» Work instructions: Rewrite the lines below, swapping each "thickest part" for "widest part" and keeping everything else the same. Leave out the pictures.

» Provided entries:
- - - - -
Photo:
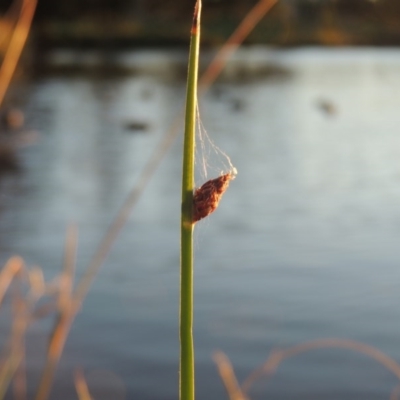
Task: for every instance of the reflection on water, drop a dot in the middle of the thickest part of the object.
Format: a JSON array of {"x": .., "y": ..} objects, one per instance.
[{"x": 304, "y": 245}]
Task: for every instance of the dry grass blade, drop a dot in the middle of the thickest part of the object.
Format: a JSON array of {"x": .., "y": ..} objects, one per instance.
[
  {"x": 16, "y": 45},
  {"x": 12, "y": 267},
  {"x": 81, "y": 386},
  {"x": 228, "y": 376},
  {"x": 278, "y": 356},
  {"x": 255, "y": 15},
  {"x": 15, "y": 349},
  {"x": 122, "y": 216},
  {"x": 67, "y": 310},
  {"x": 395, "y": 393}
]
- - - - -
» Answer below:
Photo:
Task: for every instance of the reflection on water, drop a dot in the middle of the widest part of the object.
Format: a JSON array of {"x": .., "y": ..} objects, one per instance.
[{"x": 304, "y": 245}]
Task: for every instance of the dry grass blade, drop a dot in the middle of the widest part of the object.
Format: a JSON array of {"x": .., "y": ..} objects, one per instance.
[
  {"x": 16, "y": 45},
  {"x": 12, "y": 267},
  {"x": 81, "y": 386},
  {"x": 228, "y": 376},
  {"x": 278, "y": 356},
  {"x": 255, "y": 15},
  {"x": 15, "y": 349},
  {"x": 122, "y": 216},
  {"x": 67, "y": 310},
  {"x": 395, "y": 393}
]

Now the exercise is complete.